> EXERCICES PROPOSÉS:
1. Recopiez fidèlement le passage de l'extrait cité qui débute aux mots « Le sénateur fait » et s'achève après « d’apprentissage du vélo. ».
2. Répondez brièvement aux questions suivantes d'après l'extrait cité :
(a) Dans quel département se situe le collège Lafayette de Brioude ?
(b) Combien de vélos Romain Bardet a-t-il offerts à la direction départementale des services de l'éducation nationale ?
(c) Quelle qualité de l'outil conventionnel Alain Duran loue-t-il ?
3. Traduisez en anglais cette phrase de l'extrait cité : « Selon Alain Duran, en matière de collège de territoire comme pour les conventions ruralité, "il n'existe pas une solution, mais autant de solutions qu'il y a de territoires". »

:: EXTRAIT CITÉ

Le sénateur fait également un zoom sur le collège Lafayette de Brioude, dans le département de la Haute-Loire, pour illustrer "le potentiel des territoires et de leurs habitants pour créer de l’attractivité et enrichir l’offre éducative locale". Une section cycliste est en voie de création dans le cadre de l’avenant à la convention ruralité en cours. Cette section aura pour parrain le cycliste Romain Bardet, enfant de la ville, qui a offert quinze vélos à la direction départementale des services de l’éducation nationale, lesquels seront mis à la disposition des établissements scolaires pour des modules d’apprentissage du vélo.

Selon Alain Duran, en matière de collège de territoire comme pour les conventions ruralité, "il n’existe pas une solution, mais autant de solutions qu’il y a de territoires". Il loue dès lors la "plasticité de l’outil conventionnel", en insistant sur le fait que ce "n’est nullement un modèle que l’on plaque à l’aveugle sur chaque département, mais un outil d’orfèvrerie adapté aux besoins propres de chaque territoire".

Des EPLESF aux "collèges de territoire" ?

::::
:: DONNÉES FOURNIES

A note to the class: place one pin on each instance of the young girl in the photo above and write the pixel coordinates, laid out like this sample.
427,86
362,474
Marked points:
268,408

::::
:: DONNÉES FOURNIES

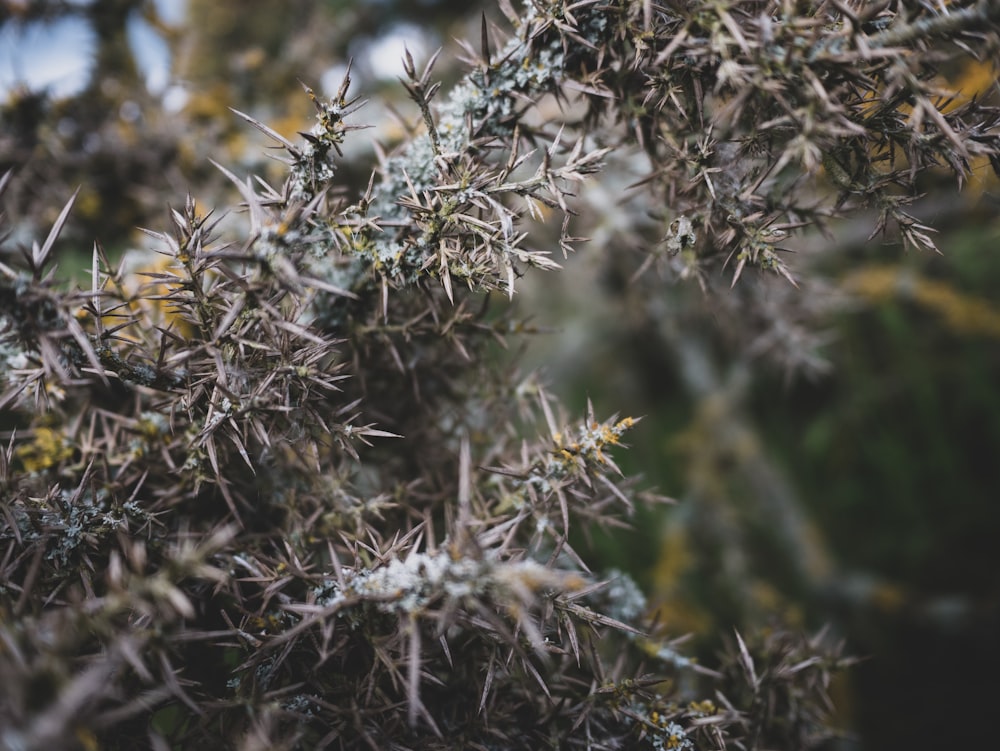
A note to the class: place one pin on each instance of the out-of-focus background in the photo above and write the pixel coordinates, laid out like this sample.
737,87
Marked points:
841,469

::::
:: DONNÉES FOURNIES

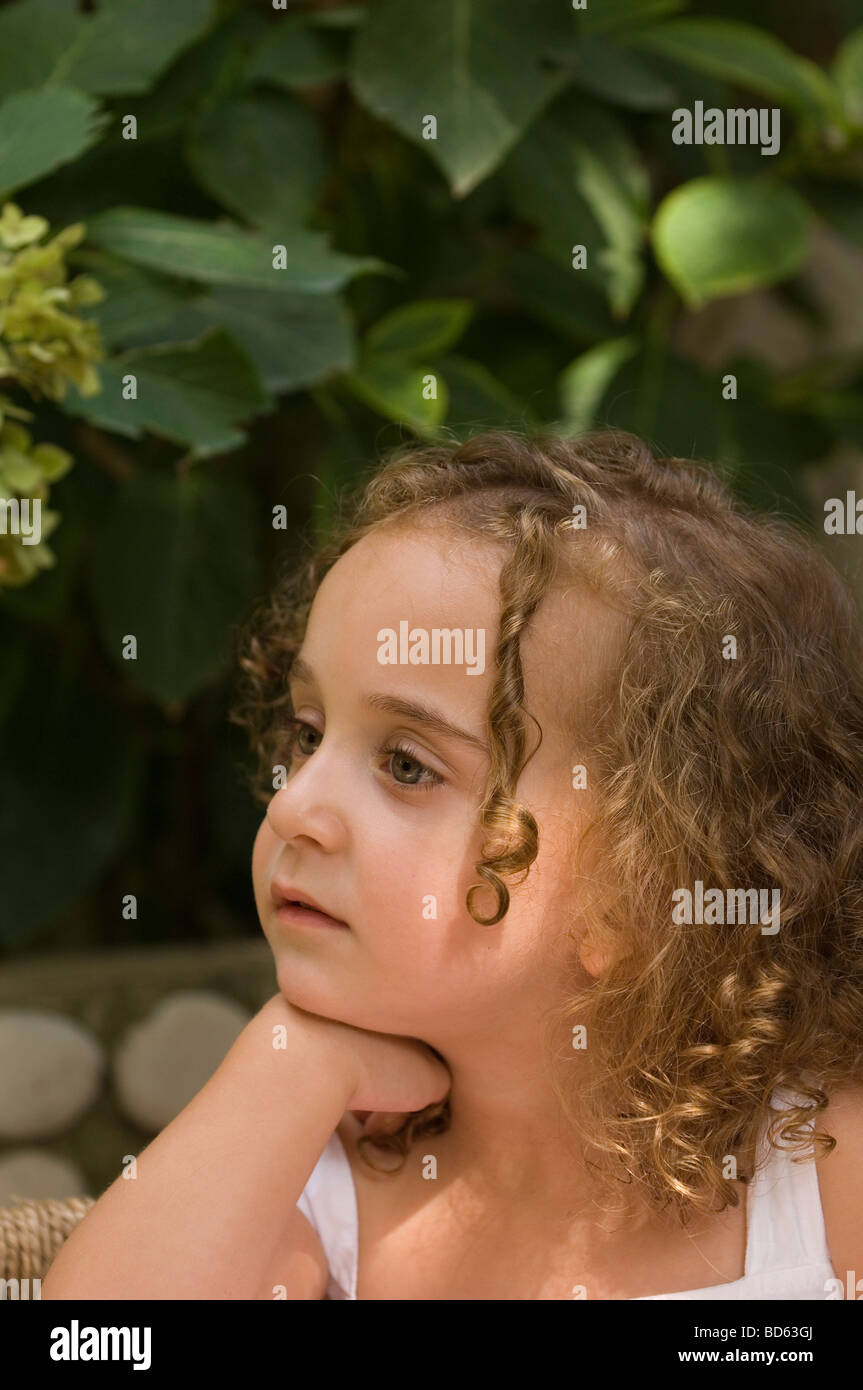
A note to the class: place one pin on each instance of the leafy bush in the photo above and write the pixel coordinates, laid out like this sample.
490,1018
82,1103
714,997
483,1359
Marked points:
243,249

::::

> ÉLÉMENTS DE RÉPONSE:
1.
Le sénateur fait également un zoom sur le collège Lafayette de Brioude, dans le département de la Haute-Loire, pour illustrer "le potentiel des territoires et de leurs habitants pour créer de l’attractivité et enrichir l’offre éducative locale". Une section cycliste est en voie de création dans le cadre de l’avenant à la convention ruralité en cours. Cette section aura pour parrain le cycliste Romain Bardet, enfant de la ville, qui a offert quinze vélos à la direction départementale des services de l’éducation nationale, lesquels seront mis à la disposition des établissements scolaires pour des modules d’apprentissage du vélo.

2.
(a) Dans la Haute-Loire.
(b) Quinze vélos.
(c) Sa « plasticité ».

3. According to Alain Duran, when it comes to territorial middle schools, as with rurality agreements, "there is not one solution, but as many solutions as there are territories."